Trecho do texto:

########

Alexandre
de Moraes pode ser alvo e juiz ao mesmo tempo na investigação sobre Bolsonaro e
aliados?
Presidente
do Tribunal Superior Eleitoral (TSE) e ministro do Supremo Tribunal Federal
(STF), Alexandre de Moraes seria um alvo importante da suposta trama golpista
articulada pelo ex-presidente Jair Bolsonaro (PL) e seus aliados para impedir a
posse do presidente Luiz Inácio Lula da Silva (PT), de acordo com a Polícia
Federal (PF).
Segundo as
investigações, os suspeitos teriam preparado uma minuta de golpe prevendo a
prisão de Moraes e teriam também monitorados seus deslocamentos.
As
supostas intenções criminosas contra o ministro levantam questionamentos sobre
se haveria algum impedimento para que Moraes permaneça como juiz do caso.
Na
quinta-feira (8/1), uma operação autorizada pelo ministro atingiu Bolsonaro e
ex-integrantes do seu governo, levando à apreensão do passaporte do
ex-presidente.
Juristas
ouvidos pela BBC News Brasil se dividem. Para alguns, o fato de Moraes estar na
mira da suposta organização criminosa minaria sua imparcialidade para tomar
decisões no caso.
Já outros
ponderam que a "vítima" dos crimes em investigação não seria o
ministro, mas, sim, o Estado Democrático de Direito. Dessa forma, Moraes não
seria considerado juridicamente uma parte direta interessada no caso.
Enquanto a
discussão sobre impedimento divide opiniões, os juristas ouvidos concordam na
crítica à decisão de Moraes de restringir a comunicação entre os advogados dos
investigados.
Na decisão
que autorizou a operação Tempus Veritatis (hora da verdade, na tradução do
latim) contra Bolsonaro e ex-integrantes do seu governo, o ministro proibiu os
investigados de se comunicarem, "inclusive por meio de seus
advogados".
Segundo
Moraes, a medida seria "necessária para garantia da regular colheita de
provas durante a investigação, sem que haja interferência no processo
investigativo por parte dos mencionados investigados, como já determinei em
inúmeras investigações semelhantes".
Para os
juristas entrevistados, porém, a decisão é inconstitucional e fere o direito à
ampla defesa.

########

Linhas:
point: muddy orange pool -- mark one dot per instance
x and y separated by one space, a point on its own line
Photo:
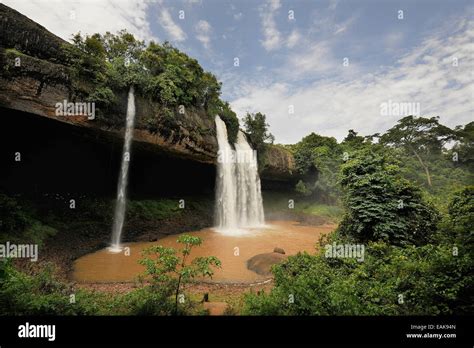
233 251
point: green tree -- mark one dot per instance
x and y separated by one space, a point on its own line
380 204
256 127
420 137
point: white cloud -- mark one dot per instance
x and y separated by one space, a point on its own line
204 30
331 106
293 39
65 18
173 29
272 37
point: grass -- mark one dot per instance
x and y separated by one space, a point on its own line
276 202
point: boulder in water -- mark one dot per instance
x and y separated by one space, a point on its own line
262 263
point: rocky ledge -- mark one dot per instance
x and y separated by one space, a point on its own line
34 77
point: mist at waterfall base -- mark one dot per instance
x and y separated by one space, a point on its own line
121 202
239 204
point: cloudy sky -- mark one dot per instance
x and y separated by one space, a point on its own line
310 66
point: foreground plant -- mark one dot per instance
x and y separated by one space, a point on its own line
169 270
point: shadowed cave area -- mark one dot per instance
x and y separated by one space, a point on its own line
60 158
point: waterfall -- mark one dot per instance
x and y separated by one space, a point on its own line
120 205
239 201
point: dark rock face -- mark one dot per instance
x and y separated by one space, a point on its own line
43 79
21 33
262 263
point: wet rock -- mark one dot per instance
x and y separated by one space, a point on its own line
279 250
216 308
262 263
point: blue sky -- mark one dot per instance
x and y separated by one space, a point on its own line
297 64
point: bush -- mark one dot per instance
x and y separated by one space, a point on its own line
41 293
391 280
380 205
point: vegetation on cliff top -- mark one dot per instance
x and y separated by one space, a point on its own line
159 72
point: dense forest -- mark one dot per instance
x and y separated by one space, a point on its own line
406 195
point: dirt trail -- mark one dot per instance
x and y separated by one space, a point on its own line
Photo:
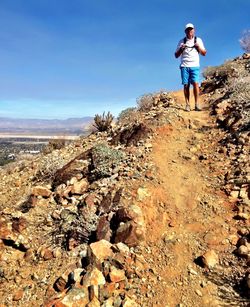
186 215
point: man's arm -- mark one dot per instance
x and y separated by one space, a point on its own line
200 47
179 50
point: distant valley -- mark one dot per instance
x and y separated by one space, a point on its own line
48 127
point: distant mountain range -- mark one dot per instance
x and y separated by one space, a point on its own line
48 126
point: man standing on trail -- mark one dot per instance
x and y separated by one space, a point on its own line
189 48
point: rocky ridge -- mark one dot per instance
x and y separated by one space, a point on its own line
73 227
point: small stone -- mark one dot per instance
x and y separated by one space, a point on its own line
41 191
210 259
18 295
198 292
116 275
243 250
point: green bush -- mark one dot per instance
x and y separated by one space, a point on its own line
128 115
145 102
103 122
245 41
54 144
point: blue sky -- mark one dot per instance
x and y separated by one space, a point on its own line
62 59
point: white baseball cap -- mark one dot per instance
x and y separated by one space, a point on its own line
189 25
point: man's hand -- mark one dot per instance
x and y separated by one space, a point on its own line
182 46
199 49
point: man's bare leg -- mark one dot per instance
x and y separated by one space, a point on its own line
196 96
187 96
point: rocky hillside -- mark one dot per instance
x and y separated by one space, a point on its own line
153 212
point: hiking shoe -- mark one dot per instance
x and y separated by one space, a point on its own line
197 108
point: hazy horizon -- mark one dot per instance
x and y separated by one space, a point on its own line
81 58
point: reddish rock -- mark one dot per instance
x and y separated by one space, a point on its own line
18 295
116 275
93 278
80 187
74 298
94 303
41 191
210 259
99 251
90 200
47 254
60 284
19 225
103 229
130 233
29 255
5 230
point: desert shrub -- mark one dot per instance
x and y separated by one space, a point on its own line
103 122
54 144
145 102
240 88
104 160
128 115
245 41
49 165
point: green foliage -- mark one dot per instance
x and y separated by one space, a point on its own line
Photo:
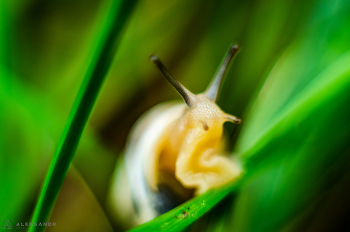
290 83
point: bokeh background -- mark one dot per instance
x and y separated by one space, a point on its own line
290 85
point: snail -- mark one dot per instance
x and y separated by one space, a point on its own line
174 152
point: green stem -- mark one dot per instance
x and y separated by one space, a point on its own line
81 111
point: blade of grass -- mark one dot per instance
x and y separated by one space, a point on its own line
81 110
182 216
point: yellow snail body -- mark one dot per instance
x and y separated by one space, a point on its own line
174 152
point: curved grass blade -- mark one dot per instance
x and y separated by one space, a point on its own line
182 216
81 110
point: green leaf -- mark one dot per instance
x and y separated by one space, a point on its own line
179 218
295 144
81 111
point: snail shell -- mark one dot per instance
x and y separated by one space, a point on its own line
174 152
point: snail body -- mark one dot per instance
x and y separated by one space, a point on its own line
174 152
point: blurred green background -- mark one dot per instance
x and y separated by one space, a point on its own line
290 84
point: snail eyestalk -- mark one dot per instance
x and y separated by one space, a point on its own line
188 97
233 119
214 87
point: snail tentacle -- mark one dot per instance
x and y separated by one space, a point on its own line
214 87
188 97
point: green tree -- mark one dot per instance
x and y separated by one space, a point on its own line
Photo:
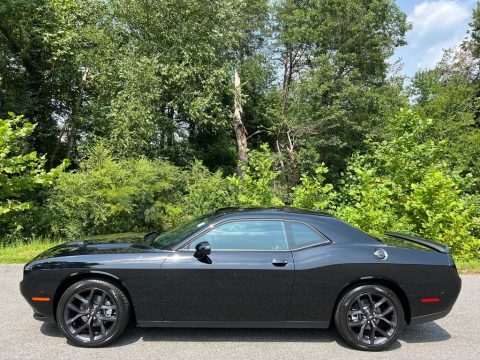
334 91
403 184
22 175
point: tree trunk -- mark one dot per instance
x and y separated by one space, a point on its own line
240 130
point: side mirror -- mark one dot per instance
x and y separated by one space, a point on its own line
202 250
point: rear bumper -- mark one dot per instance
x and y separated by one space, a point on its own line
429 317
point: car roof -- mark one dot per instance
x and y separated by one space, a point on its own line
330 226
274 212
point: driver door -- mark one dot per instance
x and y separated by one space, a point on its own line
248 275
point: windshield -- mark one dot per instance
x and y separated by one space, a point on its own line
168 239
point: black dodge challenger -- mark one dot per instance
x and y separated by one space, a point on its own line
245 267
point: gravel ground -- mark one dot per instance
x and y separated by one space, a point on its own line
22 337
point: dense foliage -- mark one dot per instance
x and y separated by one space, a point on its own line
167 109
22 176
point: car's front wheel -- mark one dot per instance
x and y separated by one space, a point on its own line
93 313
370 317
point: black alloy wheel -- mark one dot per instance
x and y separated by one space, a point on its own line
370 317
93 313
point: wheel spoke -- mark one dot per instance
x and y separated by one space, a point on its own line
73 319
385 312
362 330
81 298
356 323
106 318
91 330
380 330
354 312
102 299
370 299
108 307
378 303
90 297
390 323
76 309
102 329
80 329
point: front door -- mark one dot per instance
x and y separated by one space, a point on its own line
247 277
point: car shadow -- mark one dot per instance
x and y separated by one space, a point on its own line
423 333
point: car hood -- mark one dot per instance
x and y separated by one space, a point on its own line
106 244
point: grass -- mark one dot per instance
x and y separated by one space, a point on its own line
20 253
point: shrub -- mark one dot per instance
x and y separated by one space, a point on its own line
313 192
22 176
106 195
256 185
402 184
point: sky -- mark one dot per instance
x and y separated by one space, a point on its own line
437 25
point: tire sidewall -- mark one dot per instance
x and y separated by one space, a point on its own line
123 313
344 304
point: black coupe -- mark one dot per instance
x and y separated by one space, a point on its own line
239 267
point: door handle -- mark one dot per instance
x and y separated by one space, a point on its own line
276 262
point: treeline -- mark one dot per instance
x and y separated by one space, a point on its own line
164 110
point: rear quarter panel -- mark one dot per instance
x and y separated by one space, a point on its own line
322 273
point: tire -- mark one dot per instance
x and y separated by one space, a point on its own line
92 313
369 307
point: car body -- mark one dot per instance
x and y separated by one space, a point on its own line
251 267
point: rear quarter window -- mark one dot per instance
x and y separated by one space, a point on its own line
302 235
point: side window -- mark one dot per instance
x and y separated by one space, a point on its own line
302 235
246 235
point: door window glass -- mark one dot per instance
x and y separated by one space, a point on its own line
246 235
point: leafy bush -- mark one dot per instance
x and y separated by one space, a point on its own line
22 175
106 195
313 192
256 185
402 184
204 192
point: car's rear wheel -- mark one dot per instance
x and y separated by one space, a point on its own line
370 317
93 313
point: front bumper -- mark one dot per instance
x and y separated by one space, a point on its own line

########

Tarefa escrita: Dê continuidade ao texto sobre o possível impedimento de Alexandre de Moraes na investigação contra Bolsonaro e aliados, partindo da última frase apresentada. As linhas não são utilizadas nesta tarefa.

Resposta:
"Advogados
ficarem proibidos de falar é um absurdo completo, inclusive porque advogados tm
direito de combinar estratégias de defesas", afirma o professor de Direito
Processual Penal da Universidade Federal Fluminense (UFF) João Pedro Pádua.
A Ordem
dos Advogados do Brasil (OAB) apresentou uma petição na sexta-feira (9/2) ao
STF solicitando que a proibição seja revertida.
"A
ampla defesa não se faz presente quando desrespeitada e limitada a comunicação
entre advogados e investigados, sendo inadmissível num Estado Democrático de
Direito que garantias não sejam observadas em nome de uma maior eficácia de
coerção e repressão", diz a OAB na petição.
• 'Não existe impedimento', diz STF
Questionado
por meio da assessoria do STF, Moraes não quis comentar as críticas sobre as
restrições impostas aos advogados.
Já quanto
ao questionamento sobre sua imparcialidade para julgar o caso, a assessoria da
Corte enviou uma manifestação negando qualquer motivo para impedimento ou
suspeição do ministro.
"O
CPP (Código de Processo Penal) afasta qualquer suspeição ou impedimento quando
as ameaças ou coações são feitas ao juiz que já conduz o inquérito ou processo.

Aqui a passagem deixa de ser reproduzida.